++++ SUPPLIED INFORMATION ++++

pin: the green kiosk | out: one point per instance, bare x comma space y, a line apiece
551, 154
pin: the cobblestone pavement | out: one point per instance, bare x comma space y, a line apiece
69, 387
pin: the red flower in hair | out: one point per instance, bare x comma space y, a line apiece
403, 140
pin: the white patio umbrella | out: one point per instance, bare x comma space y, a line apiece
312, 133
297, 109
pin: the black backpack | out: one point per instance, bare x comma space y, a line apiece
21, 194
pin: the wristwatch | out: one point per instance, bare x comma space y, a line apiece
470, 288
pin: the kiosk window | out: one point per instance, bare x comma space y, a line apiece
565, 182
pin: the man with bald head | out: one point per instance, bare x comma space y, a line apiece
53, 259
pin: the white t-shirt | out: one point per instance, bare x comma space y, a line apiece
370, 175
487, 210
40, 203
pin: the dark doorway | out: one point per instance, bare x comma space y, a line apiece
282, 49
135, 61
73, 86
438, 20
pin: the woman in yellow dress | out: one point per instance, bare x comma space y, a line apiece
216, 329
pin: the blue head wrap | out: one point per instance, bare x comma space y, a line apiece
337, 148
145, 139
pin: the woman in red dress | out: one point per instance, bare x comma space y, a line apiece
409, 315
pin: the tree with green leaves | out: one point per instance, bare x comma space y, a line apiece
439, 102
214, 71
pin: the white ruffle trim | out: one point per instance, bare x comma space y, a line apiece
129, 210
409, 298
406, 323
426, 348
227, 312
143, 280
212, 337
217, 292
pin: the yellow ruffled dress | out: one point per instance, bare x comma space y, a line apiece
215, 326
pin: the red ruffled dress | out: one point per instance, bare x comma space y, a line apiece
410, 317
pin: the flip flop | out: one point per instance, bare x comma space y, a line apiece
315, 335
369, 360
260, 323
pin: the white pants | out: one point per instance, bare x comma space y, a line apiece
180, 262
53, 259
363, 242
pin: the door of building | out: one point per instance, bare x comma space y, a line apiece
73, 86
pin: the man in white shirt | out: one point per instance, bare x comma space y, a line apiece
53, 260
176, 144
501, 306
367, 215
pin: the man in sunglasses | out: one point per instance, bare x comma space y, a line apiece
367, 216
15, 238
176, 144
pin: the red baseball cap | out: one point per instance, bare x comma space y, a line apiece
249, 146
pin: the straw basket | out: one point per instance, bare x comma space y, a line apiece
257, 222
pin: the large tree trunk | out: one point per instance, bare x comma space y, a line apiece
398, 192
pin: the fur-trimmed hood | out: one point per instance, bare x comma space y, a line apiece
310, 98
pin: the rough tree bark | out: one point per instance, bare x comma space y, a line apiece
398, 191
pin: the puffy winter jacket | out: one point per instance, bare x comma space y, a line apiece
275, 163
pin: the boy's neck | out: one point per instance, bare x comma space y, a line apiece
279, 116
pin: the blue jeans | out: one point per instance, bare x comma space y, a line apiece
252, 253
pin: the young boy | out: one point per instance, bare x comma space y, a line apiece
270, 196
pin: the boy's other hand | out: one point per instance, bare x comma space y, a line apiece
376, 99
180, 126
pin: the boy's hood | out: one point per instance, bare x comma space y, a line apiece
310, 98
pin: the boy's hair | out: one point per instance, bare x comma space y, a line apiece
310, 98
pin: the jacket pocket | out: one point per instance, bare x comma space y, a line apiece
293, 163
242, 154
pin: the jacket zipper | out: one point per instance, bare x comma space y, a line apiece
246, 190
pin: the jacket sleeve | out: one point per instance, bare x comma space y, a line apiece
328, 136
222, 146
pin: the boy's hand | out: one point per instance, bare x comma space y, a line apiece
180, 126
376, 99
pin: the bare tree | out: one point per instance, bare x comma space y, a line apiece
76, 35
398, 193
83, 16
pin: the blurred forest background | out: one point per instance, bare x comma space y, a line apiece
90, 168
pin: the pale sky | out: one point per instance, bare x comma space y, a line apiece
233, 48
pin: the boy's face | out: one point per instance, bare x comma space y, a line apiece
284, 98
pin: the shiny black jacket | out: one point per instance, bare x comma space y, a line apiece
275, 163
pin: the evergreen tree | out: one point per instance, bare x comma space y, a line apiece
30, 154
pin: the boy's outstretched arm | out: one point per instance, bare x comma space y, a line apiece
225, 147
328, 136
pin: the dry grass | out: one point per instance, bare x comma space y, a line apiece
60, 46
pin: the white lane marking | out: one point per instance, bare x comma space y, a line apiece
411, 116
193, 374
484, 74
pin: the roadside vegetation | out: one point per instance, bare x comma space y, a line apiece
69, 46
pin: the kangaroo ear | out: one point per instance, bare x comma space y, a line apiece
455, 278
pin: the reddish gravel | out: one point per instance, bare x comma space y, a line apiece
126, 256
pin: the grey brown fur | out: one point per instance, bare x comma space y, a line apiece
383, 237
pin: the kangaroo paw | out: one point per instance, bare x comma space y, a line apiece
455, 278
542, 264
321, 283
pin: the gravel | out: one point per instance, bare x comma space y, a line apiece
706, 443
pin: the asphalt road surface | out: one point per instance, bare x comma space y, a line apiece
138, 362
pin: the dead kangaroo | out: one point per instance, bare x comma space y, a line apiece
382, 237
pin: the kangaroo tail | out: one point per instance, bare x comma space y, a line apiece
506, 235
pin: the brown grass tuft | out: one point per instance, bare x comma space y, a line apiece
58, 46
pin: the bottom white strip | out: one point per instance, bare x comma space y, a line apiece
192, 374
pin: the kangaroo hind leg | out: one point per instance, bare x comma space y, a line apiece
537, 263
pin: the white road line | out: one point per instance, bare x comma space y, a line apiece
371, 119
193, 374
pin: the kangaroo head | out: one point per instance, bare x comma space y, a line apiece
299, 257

++++

→ **PROBLEM DESCRIPTION**: Above are the records; copy all of them exactly.

→ **ANSWER TO THE PROBLEM**:
pin: the green kiosk | out: one point per instance, bare x comma space y, a line apiece
551, 154
pin: the cobblestone pavement | out: one point per instance, bare x comma space y, a line apiece
69, 387
pin: the red flower in hair | out: one point per instance, bare x comma space y, a line apiece
403, 140
pin: the white patio umbrella | out: one point per instance, bare x comma space y, a line apiece
312, 133
297, 109
pin: the black backpack | out: one point per instance, bare x comma space y, a line apiece
21, 194
pin: the wristwatch | out: one point per instance, bare x comma space y, a line apiece
470, 288
pin: the kiosk window | out: one point per instance, bare x comma space y, a line apiece
565, 182
pin: the man with bald head | out: one point per instance, bare x comma space y, a line apiece
53, 259
pin: the white t-shirt | out: one point per instance, bare x comma space y, a line apiece
370, 175
487, 210
40, 203
pin: the dark doorway | out: one point per instance, bare x comma space y, a line apiece
282, 49
135, 61
73, 86
438, 20
pin: the woman in yellow dress | out: one point per instance, bare x comma space y, a line apiece
216, 329
pin: the blue head wrap | out: one point per instance, bare x comma space y, a line apiece
337, 148
145, 139
pin: the woman in red dress | out: one point per instance, bare x comma space y, a line apiece
409, 315
pin: the tree with green leaves | out: one point per instance, bare x comma space y, a line apiece
439, 102
214, 71
pin: the white ruffle trim | out: one point per instance, bare x comma space y, a line apiece
129, 210
409, 298
406, 323
426, 348
227, 312
143, 280
212, 337
217, 292
pin: the yellow ruffled dress | out: one point per instance, bare x comma space y, a line apiece
215, 326
pin: the red ruffled dress | out: one point per instance, bare x comma space y, a line apiece
410, 317
pin: the flip flop | out: one point per instance, bare x comma space y, a line apiece
315, 335
369, 360
260, 323
pin: the white pants | out: one point per instance, bare x comma space y, a line apiece
180, 262
53, 259
363, 242
pin: the door of building | out: one point per instance, bare x comma space y, a line apiece
73, 86
pin: the man in white shirt | out: one point per instance, bare x comma space y, a line apiece
53, 260
176, 144
501, 306
367, 215
pin: the man in sunglasses | out: one point per instance, bare x comma space y, a line apiece
367, 216
15, 238
176, 144
pin: the red baseball cap | out: one point per instance, bare x comma space y, a line apiece
249, 146
pin: the straw basket | out: one point per instance, bare x comma space y, a line apiece
257, 222
pin: the large tree trunk | out: one point per instance, bare x comma space y, a line apiece
398, 192
pin: the fur-trimmed hood | out: one point per instance, bare x comma space y, a line apiece
310, 98
pin: the rough tree bark | out: one point per instance, bare x comma space y, a line apiece
398, 191
pin: the puffy winter jacket | out: one point per instance, bare x comma space y, a line apiece
275, 163
pin: the boy's neck | out: one point per instance, bare x comma space y, a line apiece
279, 116
pin: the blue jeans | out: one point per instance, bare x comma space y, a line apiece
252, 253
pin: the young boy | out: one point per instance, bare x comma space y, a line apiece
270, 196
pin: the boy's other hand | out: one point per instance, bare x comma space y, a line apiece
376, 99
180, 126
pin: the boy's hood | out: one point per instance, bare x comma space y, a line apiece
310, 98
pin: the boy's hair | out: one point per instance, bare x comma space y, a line apiece
310, 98
pin: the jacket pocket | out: one point per instance, bare x comma space y, a line apiece
293, 163
242, 154
pin: the jacket zipper | out: one point per instance, bare x comma space y, a line apiece
246, 190
pin: the jacket sleeve | out: one point per instance, bare x comma space y, a line apiece
328, 136
222, 146
pin: the boy's hand | out: one point per instance, bare x comma space y, a line apiece
180, 126
376, 99
pin: the bare tree | out: one point per instance, bare x comma space y, a line apiece
76, 35
398, 193
83, 16
pin: the blurred forest background | out: one point per instance, bare x comma space y, a line apiece
90, 168
pin: the pale sky | out: one point per instance, bare x comma space y, a line apiece
233, 48
pin: the boy's face | out: one point per instance, bare x comma space y, a line apiece
284, 98
pin: the shiny black jacket | out: one point per instance, bare x comma space y, a line apiece
275, 163
pin: the evergreen tree | out: one point per instance, bare x comma space y, a line apiece
30, 154
pin: the boy's outstretched arm | out: one point per instance, bare x comma space y, a line apiece
225, 147
328, 136
pin: the dry grass | out: one point per instance, bare x comma space y, a line apiece
60, 46
pin: the white lane marking | out: one point per instance, bare x comma space y, a line apiece
411, 116
193, 374
484, 74
pin: the roadside vegetation | out: one point per instance, bare x comma space y, a line apiece
69, 46
pin: the kangaroo ear | out: one point per instance, bare x comma space y, a line apiece
455, 278
pin: the reddish gravel | out: one point per instance, bare x comma space y, a line apiece
126, 256
pin: the grey brown fur | out: one point per instance, bare x comma space y, a line apiece
383, 237
pin: the kangaroo paw | out: one point per instance, bare x comma space y, a line apiece
455, 278
542, 264
321, 283
pin: the gravel | out: one point per instance, bare x comma space y, a line apiece
706, 443
pin: the asphalt road surface | out: one point per instance, bare x comma space y, a line apiece
138, 362
pin: the dead kangaroo | out: one point per instance, bare x comma space y, a line apiece
382, 237
pin: the kangaroo tail | out: one point per instance, bare x comma space y, a line apiece
506, 235
pin: the brown grass tuft | out: one point per instance, bare x comma space y, a line apiece
58, 46
pin: the bottom white strip | out: one point per instance, bare x comma space y, a line apiece
192, 374
pin: the kangaroo hind leg | out: one point per instance, bare x comma space y, a line apiece
537, 263
pin: the white road line | out: one point per instance, bare x comma space y, a line apiece
371, 119
193, 374
pin: the kangaroo head | out: one point per instance, bare x comma space y, a line apiece
299, 257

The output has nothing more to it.